==== Texte
Une jeune femme de vingt-cinq ans perd la voix à la suite d'un chagrin d'amour, revient malgré elle chez sa mère, figure fantasque vivant avec un cochon apprivoisé, et découvre ses dons insoupçonnés dans l'art de rendre les gens heureux en cuisinant pour eux des plats médités et préparés comme une prière. Rinco cueille des grenades juchée sur un arbre, visite un champ de navets enfouis sous la neige, et invente pour ses convives des plats uniques qui se préparent et se dégustent dans la lenteur en réveillant leurs émotions enfouies. Un livre lumineux sur le partage et le don, à savourer comme la cuisine de la jeune Rinco, dont l'épice secrète est l'amour.

En général, j'essaye d'éviter de lire les quatrième de couverture, ou au moins d'attendre d'avoir oublié leur contenu avant de lire un roman. J'aime découvrir un livre avec une totale ignorance de son contenu. Trop souvent, cette quatrième en dit trop et la lecture est parasitée en attendant que se passe ce qui est annoncé. C'est pourquoi il m'arrive de laisser traîner des livres plus d'un an avant de les lire (Black Album d'Hanif Kureishi aura attendu 5 ans, un record), pour retrouver cette ignorance. Il ne reste  que le souvenir que ce livre me faisait envie. C'est suffisant pour me donner envie d'attaquer la lecture
Mais pour ce livre, l'essentiel ne réside pas dans l'histoire en elle-même.
========
▶ _Consignes de l'exercice_:
A) D'après le texte, avec quel animal vit la mère de la jeune femme ?
B) Modifiez le passage du texte qui s'ouvre sur les mots « Une jeune femme » et se clôt sur « secrète est l'amour. » en y remplaçant « grenades » par « pommes ».
==== Données du corpus
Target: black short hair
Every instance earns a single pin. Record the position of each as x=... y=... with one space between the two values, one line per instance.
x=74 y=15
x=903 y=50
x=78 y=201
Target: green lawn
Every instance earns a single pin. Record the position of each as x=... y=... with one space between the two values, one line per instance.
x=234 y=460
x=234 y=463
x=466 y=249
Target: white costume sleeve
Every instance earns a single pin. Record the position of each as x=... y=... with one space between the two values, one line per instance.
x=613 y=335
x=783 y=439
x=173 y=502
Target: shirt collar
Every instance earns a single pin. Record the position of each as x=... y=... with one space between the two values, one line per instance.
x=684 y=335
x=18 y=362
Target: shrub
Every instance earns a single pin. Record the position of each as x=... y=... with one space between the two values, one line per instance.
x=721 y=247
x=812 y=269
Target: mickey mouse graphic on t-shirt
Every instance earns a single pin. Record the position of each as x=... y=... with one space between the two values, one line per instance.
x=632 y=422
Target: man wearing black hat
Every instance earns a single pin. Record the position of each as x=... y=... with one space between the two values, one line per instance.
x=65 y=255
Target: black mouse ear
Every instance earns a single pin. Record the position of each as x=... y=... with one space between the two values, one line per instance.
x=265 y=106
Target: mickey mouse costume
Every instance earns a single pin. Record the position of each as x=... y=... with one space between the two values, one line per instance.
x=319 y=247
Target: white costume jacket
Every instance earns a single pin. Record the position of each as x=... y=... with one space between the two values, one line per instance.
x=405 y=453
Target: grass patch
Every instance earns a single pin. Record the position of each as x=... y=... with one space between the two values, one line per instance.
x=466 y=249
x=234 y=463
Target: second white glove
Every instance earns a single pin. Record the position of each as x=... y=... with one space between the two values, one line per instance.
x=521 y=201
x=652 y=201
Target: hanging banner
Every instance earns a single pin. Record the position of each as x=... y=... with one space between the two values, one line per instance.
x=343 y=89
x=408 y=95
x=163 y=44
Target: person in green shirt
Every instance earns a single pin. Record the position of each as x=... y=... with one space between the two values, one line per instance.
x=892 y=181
========
==== Données du corpus
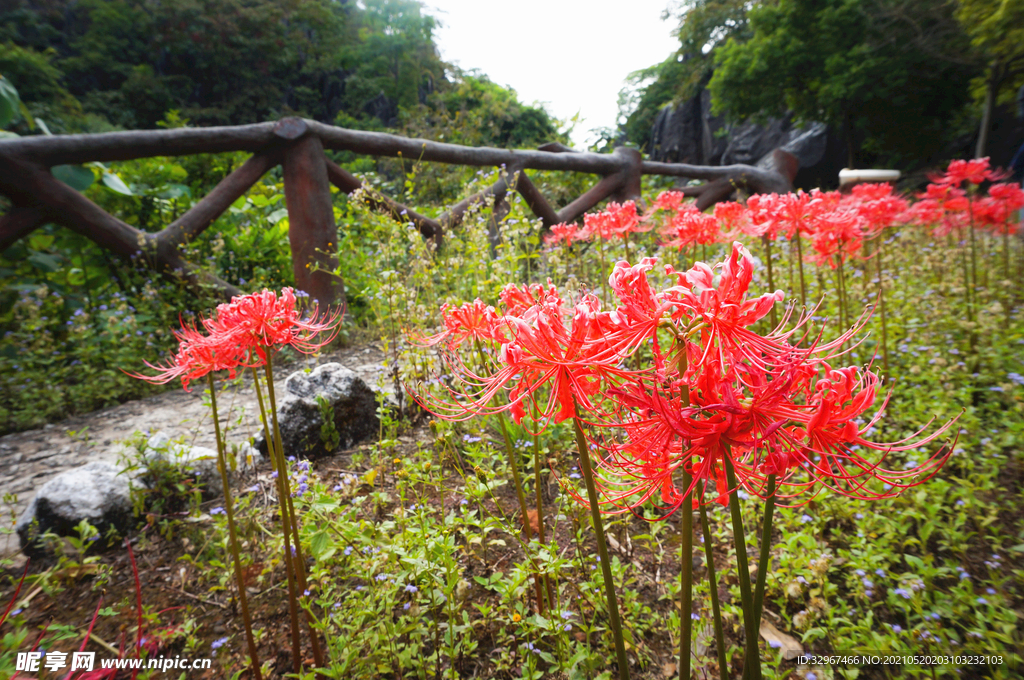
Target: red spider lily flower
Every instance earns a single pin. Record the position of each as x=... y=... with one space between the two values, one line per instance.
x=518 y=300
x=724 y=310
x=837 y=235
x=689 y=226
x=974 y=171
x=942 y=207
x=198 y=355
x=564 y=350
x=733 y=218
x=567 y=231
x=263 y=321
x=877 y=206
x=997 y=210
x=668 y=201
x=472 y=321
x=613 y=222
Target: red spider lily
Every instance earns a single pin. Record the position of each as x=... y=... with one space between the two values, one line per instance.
========
▶ _Corrigé de l'exercice_:
A) Avec un cochon apprivoisé.

B)
Une jeune femme de vingt-cinq ans perd la voix à la suite d'un chagrin d'amour, revient malgré elle chez sa mère, figure fantasque vivant avec un cochon apprivoisé, et découvre ses dons insoupçonnés dans l'art de rendre les gens heureux en cuisinant pour eux des plats médités et préparés comme une prière. Rinco cueille des pommes juchée sur un arbre, visite un champ de navets enfouis sous la neige, et invente pour ses convives des plats uniques qui se préparent et se dégustent dans la lenteur en réveillant leurs émotions enfouies. Un livre lumineux sur le partage et le don, à savourer comme la cuisine de la jeune Rinco, dont l'épice secrète est l'amour.